- _Do this_
Please output the rows from the line containing "Thank you for the photo. Please point out the blue cushion" through the end of the rows, inclusive, as a two-column CSV with the headers "prompt" and "points". Use one CSV line per row, putting each row's text and its answer in separate quoted fields and replacing any line breaks with spaces.

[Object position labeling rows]
•••••

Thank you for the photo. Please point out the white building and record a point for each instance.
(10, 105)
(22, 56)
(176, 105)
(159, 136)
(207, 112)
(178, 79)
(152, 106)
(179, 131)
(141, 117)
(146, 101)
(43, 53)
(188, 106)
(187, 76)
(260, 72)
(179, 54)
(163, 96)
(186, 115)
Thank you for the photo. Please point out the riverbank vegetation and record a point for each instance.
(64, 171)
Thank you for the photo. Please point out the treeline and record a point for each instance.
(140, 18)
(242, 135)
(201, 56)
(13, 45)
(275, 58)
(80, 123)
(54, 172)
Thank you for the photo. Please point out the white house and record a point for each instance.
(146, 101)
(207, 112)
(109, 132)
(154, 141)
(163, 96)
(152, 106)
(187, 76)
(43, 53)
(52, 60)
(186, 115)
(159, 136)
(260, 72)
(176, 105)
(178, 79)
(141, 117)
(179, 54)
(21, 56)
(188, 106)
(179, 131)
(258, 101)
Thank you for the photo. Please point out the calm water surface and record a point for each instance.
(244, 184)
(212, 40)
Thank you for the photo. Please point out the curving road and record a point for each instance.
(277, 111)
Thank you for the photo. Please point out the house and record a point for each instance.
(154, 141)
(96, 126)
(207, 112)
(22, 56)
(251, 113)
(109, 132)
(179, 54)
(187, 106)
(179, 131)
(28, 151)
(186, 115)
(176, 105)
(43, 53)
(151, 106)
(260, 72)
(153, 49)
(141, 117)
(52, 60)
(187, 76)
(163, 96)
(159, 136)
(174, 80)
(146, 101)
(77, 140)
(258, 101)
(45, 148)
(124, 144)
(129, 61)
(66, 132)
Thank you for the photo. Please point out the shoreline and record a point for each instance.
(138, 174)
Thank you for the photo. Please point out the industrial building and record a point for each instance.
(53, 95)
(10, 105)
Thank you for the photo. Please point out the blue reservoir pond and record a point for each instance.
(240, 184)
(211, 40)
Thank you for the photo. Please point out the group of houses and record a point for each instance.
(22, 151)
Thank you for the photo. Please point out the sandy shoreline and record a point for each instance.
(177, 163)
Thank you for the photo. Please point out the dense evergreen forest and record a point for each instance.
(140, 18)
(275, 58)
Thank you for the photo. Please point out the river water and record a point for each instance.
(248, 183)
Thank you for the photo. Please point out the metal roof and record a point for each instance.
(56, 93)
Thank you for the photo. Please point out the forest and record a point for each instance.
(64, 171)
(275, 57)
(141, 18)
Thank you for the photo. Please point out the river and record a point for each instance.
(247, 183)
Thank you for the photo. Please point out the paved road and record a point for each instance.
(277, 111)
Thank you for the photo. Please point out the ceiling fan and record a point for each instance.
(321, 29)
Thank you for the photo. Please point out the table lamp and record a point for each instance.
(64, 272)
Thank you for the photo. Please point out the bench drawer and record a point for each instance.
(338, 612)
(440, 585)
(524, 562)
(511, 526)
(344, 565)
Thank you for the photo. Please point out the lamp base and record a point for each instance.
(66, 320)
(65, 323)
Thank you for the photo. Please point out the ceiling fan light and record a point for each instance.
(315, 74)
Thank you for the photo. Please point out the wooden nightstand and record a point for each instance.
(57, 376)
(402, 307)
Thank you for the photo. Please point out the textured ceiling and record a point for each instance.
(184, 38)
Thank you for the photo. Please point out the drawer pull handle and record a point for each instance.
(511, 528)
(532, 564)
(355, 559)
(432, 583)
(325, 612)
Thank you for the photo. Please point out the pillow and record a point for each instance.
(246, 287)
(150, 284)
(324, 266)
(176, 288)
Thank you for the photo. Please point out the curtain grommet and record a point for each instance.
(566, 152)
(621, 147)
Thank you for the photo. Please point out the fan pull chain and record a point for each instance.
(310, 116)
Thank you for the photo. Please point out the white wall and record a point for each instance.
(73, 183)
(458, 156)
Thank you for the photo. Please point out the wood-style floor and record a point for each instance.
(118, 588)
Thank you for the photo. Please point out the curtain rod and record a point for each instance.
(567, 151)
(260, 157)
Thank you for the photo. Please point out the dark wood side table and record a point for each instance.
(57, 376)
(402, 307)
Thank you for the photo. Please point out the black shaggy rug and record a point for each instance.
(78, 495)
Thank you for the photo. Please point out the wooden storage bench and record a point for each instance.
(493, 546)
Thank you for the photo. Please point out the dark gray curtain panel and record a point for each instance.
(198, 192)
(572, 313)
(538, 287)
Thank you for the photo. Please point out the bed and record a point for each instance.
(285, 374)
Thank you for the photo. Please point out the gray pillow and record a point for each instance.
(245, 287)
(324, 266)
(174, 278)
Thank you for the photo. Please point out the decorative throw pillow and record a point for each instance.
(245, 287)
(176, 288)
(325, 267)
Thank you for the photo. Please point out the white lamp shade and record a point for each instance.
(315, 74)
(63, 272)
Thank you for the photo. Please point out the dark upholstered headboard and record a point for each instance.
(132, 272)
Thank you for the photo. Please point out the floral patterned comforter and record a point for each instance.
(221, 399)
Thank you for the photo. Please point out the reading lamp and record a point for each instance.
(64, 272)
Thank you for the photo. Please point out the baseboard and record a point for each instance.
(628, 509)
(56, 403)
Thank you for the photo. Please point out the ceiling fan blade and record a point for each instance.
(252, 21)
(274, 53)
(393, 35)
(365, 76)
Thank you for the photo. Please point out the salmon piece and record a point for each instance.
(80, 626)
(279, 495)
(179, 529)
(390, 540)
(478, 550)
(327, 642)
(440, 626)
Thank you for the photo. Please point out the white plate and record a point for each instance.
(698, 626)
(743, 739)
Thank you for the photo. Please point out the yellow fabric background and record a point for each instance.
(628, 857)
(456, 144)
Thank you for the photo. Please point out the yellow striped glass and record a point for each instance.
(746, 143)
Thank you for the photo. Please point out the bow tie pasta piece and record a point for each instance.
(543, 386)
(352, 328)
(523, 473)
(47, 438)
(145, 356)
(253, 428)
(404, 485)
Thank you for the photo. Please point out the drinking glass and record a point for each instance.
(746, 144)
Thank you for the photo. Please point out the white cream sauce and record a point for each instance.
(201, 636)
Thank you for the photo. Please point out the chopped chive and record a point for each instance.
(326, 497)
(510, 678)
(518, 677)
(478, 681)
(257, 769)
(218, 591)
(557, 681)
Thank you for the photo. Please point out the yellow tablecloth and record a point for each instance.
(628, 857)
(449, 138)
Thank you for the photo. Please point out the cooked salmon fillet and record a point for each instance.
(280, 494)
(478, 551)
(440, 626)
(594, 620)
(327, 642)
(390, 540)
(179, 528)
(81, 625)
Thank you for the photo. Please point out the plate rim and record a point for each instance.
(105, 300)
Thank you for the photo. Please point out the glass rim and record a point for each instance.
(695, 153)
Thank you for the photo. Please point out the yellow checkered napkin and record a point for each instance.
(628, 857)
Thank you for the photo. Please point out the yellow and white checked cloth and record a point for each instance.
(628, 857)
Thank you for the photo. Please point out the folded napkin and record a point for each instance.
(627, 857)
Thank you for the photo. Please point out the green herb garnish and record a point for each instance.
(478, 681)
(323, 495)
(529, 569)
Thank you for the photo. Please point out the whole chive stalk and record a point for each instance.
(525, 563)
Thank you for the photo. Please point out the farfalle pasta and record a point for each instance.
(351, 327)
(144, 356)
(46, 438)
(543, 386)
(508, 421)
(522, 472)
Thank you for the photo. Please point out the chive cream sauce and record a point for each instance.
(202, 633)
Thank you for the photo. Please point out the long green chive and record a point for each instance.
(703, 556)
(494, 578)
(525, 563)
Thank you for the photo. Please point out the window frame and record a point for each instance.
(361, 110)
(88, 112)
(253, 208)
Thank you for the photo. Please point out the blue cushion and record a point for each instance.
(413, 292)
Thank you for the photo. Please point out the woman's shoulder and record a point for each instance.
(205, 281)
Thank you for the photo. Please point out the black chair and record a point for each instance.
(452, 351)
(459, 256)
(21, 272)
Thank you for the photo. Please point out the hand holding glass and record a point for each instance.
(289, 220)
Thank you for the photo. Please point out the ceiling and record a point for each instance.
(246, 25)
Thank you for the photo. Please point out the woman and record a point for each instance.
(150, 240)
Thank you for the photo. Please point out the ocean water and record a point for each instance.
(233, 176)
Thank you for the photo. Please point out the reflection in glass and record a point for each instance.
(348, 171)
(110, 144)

•••••

- _The reply_
prompt,points
"Thank you for the photo. Please point out the blue cushion and record a point for each instance.","(413, 292)"
"Thank you for the photo. Please point out the woman's shoulder and record a point for each instance.","(205, 281)"
"Thank you for the photo. Please point out the black chair and record a point for each instance.","(452, 351) (459, 256) (21, 272)"
"Thank you for the photo. Please point out the hand holding glass and record a point for each instance.","(289, 220)"
"Thank you for the photo. Please point out the ceiling and record a point for each instance.","(246, 25)"
"Thank you for the photo. Please point out the woman and record a point for each instance.","(150, 240)"
"Thank you for the photo. Please point out the ocean water and record a point for each instance.","(233, 176)"
"Thank you for the photo. Please point out the reflection in glass and record a point for each instance.","(348, 171) (110, 144)"